EXERCISE AIM
Please pull out each line of the data below that contains the word "decorative". Case counts.

RECORDS FOR PROCESSING

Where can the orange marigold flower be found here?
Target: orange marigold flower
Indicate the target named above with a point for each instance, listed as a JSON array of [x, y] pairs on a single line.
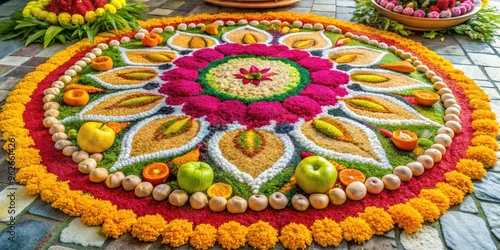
[[232, 235], [428, 210], [262, 235], [460, 181], [119, 223], [378, 218], [204, 237], [479, 104], [97, 213], [326, 232], [487, 141], [295, 236], [482, 154], [149, 227], [407, 217], [437, 197], [455, 195], [356, 229], [471, 168], [483, 114], [177, 232]]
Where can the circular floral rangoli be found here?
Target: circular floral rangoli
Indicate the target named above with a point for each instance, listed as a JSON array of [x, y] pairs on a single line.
[[252, 96]]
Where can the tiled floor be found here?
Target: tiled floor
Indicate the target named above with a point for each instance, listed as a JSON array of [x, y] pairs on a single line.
[[472, 225]]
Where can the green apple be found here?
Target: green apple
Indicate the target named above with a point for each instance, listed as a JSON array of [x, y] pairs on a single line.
[[195, 176], [315, 174]]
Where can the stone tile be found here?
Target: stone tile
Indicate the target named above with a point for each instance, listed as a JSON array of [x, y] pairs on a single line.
[[81, 234], [468, 205], [462, 229], [457, 59], [4, 69], [160, 12], [14, 60], [28, 233], [29, 51], [126, 241], [323, 7], [492, 213], [44, 209], [20, 72], [13, 200], [478, 48], [377, 242], [493, 73], [473, 72], [35, 61], [425, 237], [485, 59]]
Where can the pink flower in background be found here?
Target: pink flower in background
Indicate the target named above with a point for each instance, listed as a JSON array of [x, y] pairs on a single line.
[[433, 14], [419, 13], [408, 11]]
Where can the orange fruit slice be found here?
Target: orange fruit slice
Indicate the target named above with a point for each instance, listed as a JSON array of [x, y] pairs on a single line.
[[350, 175], [220, 189], [156, 173]]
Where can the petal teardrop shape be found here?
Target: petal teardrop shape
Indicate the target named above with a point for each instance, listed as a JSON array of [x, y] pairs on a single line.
[[247, 35], [182, 41], [306, 40], [126, 77], [355, 56]]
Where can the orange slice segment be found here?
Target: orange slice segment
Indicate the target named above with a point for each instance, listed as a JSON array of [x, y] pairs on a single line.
[[349, 175]]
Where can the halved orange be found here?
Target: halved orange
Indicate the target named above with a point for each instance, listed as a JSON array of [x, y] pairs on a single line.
[[350, 175], [156, 173]]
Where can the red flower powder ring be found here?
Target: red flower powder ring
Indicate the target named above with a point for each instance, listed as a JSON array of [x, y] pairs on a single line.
[[304, 96]]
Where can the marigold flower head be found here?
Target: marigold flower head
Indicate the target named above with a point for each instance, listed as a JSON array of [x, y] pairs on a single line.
[[326, 232], [295, 236], [471, 168], [262, 235], [177, 232], [97, 213], [64, 18], [149, 227], [460, 181], [407, 217], [428, 210], [455, 195], [204, 237], [232, 235], [487, 141], [483, 114], [378, 218], [119, 223], [437, 197], [356, 229], [482, 154]]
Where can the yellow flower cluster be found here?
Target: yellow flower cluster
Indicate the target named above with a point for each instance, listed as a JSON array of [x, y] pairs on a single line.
[[295, 236], [119, 223], [460, 181], [471, 168], [177, 232], [232, 235], [262, 235], [455, 195], [326, 232], [482, 154], [378, 218], [437, 197], [428, 210], [149, 227], [356, 229], [204, 237], [407, 217]]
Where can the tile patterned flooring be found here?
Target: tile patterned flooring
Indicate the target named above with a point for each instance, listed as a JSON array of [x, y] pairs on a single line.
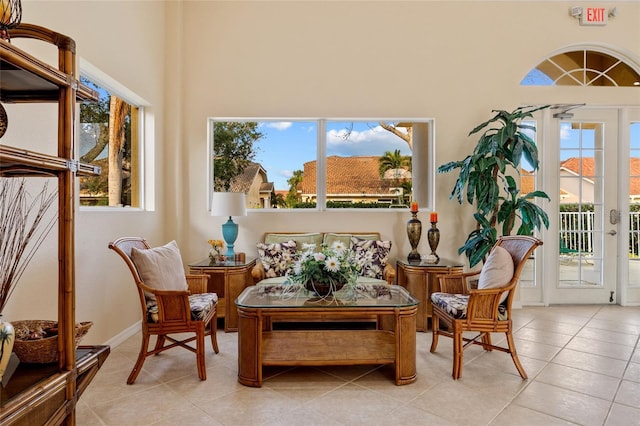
[[583, 364]]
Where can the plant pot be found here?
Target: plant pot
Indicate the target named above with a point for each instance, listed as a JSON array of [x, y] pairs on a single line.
[[7, 338]]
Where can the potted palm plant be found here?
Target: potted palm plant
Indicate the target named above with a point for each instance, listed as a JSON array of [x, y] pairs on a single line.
[[486, 181]]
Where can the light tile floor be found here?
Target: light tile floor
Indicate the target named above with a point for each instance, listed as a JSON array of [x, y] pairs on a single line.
[[583, 364]]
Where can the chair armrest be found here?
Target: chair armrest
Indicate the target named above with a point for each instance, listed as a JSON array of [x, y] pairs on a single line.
[[197, 283], [483, 304], [258, 273], [455, 283], [389, 274]]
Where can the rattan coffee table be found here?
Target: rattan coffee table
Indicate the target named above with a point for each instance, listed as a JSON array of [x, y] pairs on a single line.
[[391, 341]]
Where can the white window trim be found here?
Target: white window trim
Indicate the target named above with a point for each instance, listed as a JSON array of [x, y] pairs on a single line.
[[99, 77], [426, 197]]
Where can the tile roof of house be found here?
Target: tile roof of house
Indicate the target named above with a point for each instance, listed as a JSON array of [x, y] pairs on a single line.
[[348, 175], [243, 181], [573, 165]]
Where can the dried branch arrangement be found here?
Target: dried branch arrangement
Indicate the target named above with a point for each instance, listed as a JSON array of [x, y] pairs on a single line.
[[23, 228]]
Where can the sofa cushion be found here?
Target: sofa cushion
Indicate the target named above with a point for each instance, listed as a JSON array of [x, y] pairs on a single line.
[[300, 239], [371, 255], [160, 268], [345, 239], [276, 257]]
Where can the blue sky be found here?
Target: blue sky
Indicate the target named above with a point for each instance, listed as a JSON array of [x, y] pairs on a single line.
[[275, 152]]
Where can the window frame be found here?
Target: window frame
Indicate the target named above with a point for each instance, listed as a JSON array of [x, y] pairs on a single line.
[[425, 169], [138, 152]]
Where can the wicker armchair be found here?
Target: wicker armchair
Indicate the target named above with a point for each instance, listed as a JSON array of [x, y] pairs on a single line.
[[485, 311], [173, 311]]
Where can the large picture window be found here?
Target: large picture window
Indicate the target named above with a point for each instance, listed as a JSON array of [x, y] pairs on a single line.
[[322, 164]]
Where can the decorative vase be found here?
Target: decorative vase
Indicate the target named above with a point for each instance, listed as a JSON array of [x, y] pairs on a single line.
[[414, 231], [433, 236], [322, 289], [7, 338]]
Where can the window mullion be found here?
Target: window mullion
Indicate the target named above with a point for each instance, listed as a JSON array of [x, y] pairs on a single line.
[[321, 169]]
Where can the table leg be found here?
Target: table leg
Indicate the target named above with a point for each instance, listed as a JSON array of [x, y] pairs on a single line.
[[249, 348], [405, 334]]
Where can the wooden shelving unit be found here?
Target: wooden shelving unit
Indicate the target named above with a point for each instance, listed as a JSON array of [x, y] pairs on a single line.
[[48, 394]]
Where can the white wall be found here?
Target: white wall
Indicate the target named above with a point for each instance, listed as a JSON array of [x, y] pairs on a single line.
[[453, 61]]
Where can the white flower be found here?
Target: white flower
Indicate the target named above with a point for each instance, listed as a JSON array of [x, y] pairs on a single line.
[[332, 264], [308, 246], [339, 247]]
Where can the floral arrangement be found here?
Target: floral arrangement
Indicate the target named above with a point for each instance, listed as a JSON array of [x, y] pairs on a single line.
[[332, 266], [24, 225], [216, 247]]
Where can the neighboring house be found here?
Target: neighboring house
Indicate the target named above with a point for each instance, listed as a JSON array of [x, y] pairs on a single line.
[[253, 182], [353, 179], [577, 180]]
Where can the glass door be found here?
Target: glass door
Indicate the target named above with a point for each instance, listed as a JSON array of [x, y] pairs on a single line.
[[588, 209], [630, 211]]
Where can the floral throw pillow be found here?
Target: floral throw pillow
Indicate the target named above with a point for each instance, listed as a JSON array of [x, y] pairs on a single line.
[[371, 255], [276, 257]]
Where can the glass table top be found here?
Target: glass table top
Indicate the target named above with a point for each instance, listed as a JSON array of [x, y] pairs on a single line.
[[360, 294]]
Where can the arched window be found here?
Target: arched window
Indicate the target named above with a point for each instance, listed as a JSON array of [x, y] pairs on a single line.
[[583, 67]]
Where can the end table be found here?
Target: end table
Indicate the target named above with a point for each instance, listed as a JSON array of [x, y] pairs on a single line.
[[421, 279], [226, 279]]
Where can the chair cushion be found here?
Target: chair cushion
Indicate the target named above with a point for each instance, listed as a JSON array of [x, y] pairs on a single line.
[[371, 255], [200, 305], [497, 270], [160, 267], [276, 257], [456, 305]]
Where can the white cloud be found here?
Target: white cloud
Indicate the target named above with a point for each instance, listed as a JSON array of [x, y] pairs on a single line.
[[373, 141], [280, 125], [285, 173]]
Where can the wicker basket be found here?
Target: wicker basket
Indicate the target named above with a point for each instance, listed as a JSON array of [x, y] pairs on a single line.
[[45, 350]]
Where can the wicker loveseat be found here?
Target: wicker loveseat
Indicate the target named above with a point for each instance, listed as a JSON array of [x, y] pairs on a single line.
[[272, 264]]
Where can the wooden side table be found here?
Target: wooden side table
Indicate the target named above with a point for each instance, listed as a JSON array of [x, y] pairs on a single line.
[[421, 279], [227, 280]]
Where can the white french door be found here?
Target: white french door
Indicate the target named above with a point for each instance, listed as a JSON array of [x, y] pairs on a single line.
[[591, 170], [587, 212]]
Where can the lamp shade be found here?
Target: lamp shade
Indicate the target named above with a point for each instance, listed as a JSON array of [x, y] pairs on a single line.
[[228, 204]]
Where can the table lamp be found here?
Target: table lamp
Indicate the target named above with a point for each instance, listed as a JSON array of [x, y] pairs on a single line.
[[228, 204]]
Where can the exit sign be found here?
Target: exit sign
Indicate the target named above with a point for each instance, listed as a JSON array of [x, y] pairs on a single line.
[[594, 16]]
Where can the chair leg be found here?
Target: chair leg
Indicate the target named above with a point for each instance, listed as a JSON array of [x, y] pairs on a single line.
[[144, 346], [514, 356], [214, 333], [159, 342], [458, 352], [486, 341], [435, 327], [202, 368]]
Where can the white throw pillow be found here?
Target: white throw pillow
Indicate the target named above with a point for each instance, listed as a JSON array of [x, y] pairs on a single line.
[[497, 270], [160, 267]]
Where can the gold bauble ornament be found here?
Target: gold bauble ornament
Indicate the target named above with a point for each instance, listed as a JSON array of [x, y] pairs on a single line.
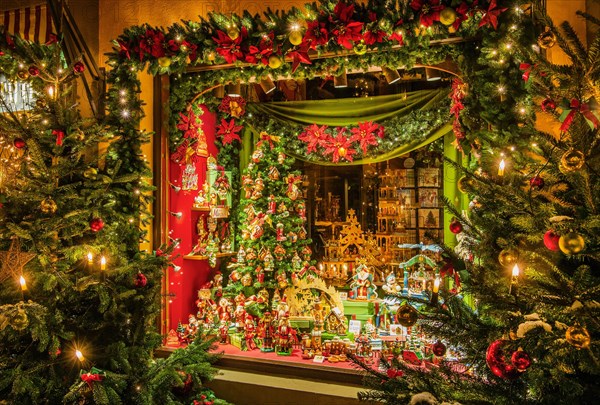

RESPONSE
Where can the decorative vase be found here?
Target: decorative vase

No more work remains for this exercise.